| STATED PROBLEM |
Reproduce every line of the listing below verbatim, but omit the pictures.

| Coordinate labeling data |

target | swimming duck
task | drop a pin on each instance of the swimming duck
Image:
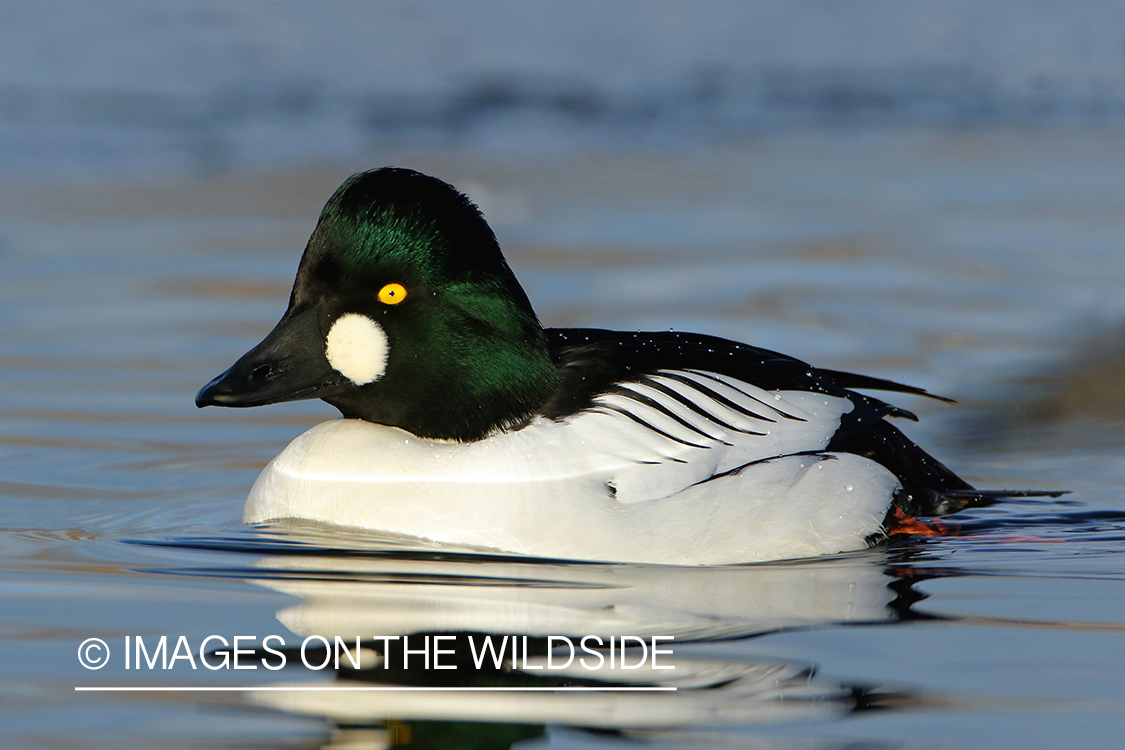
(466, 422)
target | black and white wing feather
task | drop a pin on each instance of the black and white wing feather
(699, 406)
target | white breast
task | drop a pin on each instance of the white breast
(622, 481)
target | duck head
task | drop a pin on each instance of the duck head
(404, 313)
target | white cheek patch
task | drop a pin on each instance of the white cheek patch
(357, 348)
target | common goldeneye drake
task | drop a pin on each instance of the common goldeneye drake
(468, 423)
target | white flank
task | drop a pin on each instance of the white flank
(357, 348)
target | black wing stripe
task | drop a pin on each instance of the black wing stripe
(645, 424)
(719, 397)
(651, 403)
(709, 376)
(672, 392)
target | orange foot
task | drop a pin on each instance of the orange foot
(900, 523)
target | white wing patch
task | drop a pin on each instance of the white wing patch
(678, 427)
(357, 348)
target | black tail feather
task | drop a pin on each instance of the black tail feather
(866, 382)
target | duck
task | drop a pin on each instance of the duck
(466, 423)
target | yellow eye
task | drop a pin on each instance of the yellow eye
(393, 294)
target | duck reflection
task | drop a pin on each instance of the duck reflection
(567, 623)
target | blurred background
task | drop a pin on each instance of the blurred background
(213, 87)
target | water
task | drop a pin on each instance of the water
(982, 265)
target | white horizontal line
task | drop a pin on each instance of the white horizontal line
(333, 688)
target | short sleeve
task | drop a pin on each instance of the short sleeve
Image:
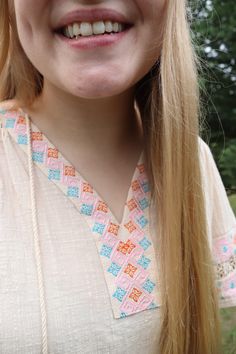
(221, 224)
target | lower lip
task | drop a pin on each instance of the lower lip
(91, 42)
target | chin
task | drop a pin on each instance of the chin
(97, 91)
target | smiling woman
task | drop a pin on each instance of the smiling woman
(116, 235)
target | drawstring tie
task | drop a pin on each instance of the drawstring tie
(37, 250)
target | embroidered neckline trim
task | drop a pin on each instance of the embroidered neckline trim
(126, 251)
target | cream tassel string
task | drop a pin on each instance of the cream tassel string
(36, 241)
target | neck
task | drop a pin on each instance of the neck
(107, 124)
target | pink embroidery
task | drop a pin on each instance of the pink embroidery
(126, 251)
(224, 251)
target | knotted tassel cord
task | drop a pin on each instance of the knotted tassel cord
(36, 241)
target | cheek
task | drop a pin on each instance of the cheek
(28, 14)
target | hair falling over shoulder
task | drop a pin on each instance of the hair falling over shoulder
(168, 101)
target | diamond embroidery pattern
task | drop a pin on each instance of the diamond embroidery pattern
(126, 251)
(225, 264)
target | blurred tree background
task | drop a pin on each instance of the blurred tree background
(214, 34)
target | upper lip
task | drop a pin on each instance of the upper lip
(91, 15)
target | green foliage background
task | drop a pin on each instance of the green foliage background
(214, 35)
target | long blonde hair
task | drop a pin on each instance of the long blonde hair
(168, 101)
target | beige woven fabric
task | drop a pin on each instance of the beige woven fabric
(82, 316)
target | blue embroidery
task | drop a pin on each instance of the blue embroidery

| OUTPUT OF THE EXERCISE |
target | swimming duck
task | drop a pin on each instance of the swimming duck
Image:
(466, 422)
target | black and white wing feather
task | drop a pin on each instance of the black and white wing feather
(699, 406)
target | white breast
task | drop a pin on each instance of the white breast
(622, 481)
target | duck head
task | drop a pin on each instance of the duck head
(404, 313)
target | white cheek patch
task | drop a pin on each instance of the white cheek patch
(357, 348)
target | common goldeneye drake
task | drop a pin on each instance of the common goldeneye drake
(468, 423)
target | white flank
task | drop a pin on each instance of the white flank
(357, 348)
target | black wing stripe
task | drop a pin on each instance of the black wing stripe
(645, 424)
(719, 397)
(651, 403)
(709, 376)
(672, 392)
target | orange foot
task | drop a pin on each instance of the orange foot
(900, 523)
target | white wing patch
task | drop a pin on each instance of the white wing patch
(678, 427)
(357, 348)
target | black tail feather
task | drop a pin on each instance of the black tail feather
(866, 382)
target | duck
task | drop a pin on each instance of the duck
(466, 423)
target | yellow eye
task | drop a pin on each instance of the yellow eye
(393, 294)
target | duck reflection
task | drop a pin on each instance of the duck reflection
(567, 623)
target | blurred background
task | drop a pin on each instance of the blurred background
(213, 87)
target | water
task | drop a pin on each instance of the water
(982, 265)
target | white horizontal line
task | drop a pin on each instance of the white horizontal line
(333, 688)
target | short sleeve
task | drop a pin on each instance of the short sleeve
Image:
(221, 224)
target | lower lip
task | drop a pin on each instance of the lower lip
(91, 42)
target | chin
task | drop a pin on each instance of the chin
(97, 91)
target | smiling woman
task | drop a pin on each instance of the smiling woman
(116, 235)
target | drawstring tie
task | drop a pin on each instance of the drawstring tie
(37, 250)
target | embroidered neckline trim
task | drop a pin on each instance of the embroidered neckline trim
(126, 251)
target | cream tassel string
task | drop a pin on each instance of the cream tassel string
(36, 241)
target | neck
task | drop a pin on each instance of the neck
(107, 124)
target | pink embroidery
task | drop a pin on each instance of the pink embroidery
(126, 251)
(224, 251)
target | knotted tassel cord
task | drop a pin on each instance of the knotted tassel cord
(36, 241)
target | cheek
task | drop a pin on each instance of the cheek
(28, 14)
target | hair falling over shoulder
task | drop a pin on each instance of the hair falling over shoulder
(168, 101)
target | diamond embroidery pattern
task | drop a pin on each instance of the diamond embroidery pattern
(126, 251)
(225, 264)
target | blurred tree background
task | drop a pin on each instance of the blurred tree background
(214, 34)
target | upper lip
task | drop a pin on each instance of the upper lip
(91, 15)
target | green foliage background
task | drop a pin on each instance of the green foliage background
(214, 35)
target | long blonde hair
task | drop a pin on each instance of the long blonde hair
(168, 101)
target | beige woven fabric
task | drop a pin on each instance of the beige woven fabric
(82, 316)
target | blue embroidery
task | drop a pin on each instance of the blue embroidery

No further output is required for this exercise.